# REQUIRED TASK
Starting at the beginning of the listing below and ending at the line that contains "[527,295,733,544]", inclusive, write out every line again, requests unchanged, and scale each bounding-box coordinate in the answers by 1.15, rounding to whole numbers with halves rounded up.

# Dataset rows
((
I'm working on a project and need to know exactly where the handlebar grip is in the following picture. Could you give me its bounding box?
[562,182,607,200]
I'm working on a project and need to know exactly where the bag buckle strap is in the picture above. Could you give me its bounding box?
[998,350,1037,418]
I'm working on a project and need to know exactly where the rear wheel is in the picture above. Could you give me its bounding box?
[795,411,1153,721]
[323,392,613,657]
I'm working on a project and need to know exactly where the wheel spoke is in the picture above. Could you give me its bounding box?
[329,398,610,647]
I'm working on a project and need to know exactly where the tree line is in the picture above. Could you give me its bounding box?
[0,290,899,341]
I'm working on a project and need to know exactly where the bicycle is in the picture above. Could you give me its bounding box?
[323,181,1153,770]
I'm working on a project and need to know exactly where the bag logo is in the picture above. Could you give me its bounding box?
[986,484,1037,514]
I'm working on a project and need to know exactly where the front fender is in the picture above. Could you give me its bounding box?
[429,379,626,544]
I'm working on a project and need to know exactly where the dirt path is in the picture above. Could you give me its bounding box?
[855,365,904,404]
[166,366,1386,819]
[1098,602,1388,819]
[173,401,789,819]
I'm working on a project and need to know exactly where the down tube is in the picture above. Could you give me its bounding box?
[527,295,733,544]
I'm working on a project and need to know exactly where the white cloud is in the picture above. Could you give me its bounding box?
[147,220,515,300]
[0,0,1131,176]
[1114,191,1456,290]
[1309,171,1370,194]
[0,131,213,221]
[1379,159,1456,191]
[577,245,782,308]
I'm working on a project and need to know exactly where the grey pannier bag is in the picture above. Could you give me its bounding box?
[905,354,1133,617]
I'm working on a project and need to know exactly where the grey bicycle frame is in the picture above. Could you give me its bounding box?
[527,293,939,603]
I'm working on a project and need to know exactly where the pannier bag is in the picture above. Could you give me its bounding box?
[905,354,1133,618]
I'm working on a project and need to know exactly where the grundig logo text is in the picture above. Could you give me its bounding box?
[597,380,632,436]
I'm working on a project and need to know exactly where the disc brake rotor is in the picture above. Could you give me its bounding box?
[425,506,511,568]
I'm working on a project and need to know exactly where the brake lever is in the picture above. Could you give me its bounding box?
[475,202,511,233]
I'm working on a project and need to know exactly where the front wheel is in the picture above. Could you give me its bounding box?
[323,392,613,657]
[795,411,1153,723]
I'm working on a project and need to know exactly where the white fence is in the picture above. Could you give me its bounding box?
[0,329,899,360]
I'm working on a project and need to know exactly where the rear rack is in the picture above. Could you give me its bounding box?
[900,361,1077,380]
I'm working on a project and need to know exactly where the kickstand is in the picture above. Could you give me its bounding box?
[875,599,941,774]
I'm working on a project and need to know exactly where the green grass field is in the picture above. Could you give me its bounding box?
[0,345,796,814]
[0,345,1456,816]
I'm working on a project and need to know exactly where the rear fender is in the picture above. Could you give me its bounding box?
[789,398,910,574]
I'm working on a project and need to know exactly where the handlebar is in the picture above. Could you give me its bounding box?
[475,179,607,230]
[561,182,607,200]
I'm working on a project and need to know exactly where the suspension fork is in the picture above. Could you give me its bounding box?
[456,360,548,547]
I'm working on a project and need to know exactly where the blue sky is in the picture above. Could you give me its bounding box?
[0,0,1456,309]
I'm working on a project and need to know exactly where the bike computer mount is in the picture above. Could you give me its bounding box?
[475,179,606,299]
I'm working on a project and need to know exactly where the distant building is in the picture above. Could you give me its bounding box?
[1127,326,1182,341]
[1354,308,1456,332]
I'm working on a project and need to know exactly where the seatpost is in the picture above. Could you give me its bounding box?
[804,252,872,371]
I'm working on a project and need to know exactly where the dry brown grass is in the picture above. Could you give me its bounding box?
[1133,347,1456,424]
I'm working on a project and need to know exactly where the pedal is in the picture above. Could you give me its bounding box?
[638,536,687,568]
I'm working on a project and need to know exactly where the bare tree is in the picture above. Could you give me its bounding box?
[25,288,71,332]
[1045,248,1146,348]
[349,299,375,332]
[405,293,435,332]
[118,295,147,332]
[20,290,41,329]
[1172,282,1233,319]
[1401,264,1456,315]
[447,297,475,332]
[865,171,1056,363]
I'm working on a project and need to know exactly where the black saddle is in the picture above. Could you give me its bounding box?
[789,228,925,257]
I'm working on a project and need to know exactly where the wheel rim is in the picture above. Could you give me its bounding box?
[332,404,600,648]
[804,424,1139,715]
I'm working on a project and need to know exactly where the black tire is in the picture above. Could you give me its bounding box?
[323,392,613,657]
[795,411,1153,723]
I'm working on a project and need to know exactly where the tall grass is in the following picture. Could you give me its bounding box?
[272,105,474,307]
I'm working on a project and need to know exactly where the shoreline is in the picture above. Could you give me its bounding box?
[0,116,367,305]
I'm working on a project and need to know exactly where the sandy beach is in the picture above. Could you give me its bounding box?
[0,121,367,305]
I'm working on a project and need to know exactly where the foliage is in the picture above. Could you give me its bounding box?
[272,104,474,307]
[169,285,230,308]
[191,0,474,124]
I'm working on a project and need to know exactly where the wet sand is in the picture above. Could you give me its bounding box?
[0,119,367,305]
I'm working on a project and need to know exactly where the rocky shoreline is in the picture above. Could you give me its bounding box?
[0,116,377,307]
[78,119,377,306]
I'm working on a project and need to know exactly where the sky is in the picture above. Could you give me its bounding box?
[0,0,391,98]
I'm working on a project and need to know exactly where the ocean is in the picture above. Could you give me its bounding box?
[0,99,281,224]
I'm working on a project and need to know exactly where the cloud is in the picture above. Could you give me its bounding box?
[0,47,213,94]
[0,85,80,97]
))
# OUTPUT
I'm working on a project and need to know exactly where the handlebar grip is in the following picture. Could you give me its bounding box?
[646,209,698,230]
I'm working on a project and need to know exactly where the bag buckle strap is in the picture above. Could you give me its bounding box?
[1148,403,1193,481]
I'm working on a project and need to know exactly where the rear wheel is in the picture above. Could you give me its bounding box?
[914,473,1326,829]
[371,451,705,756]
I'm working on a project and need to know exactly where the wheel spoke is in the picture above. Could you give me its bounding box?
[378,458,702,744]
I'm working on a project and need to know exactly where the tree line is in the picture above. Could you give me its bounding box?
[0,334,1034,392]
I'm working on a project and need to know exactly where the bicycle is in the picture above. Could you give me its bounding box?
[371,208,1326,886]
I'm working on a project and need to know exactly where the bag logo is in the picture above. Could you give me its bounding box?
[1134,557,1193,591]
I'm working on a project and need to know exactly where the front fender is in the picture above. Could you give me its bounding box?
[493,436,720,626]
I'm working on a project and need to know exactly where the dirt path is in the picture above. Could you give me its bounding box?
[983,420,1040,465]
[191,421,1594,942]
[1263,692,1596,942]
[199,461,907,942]
I'm working on a project and need to know exactly where the down tube is in the picture above. Could you give me its bounding box?
[606,339,843,626]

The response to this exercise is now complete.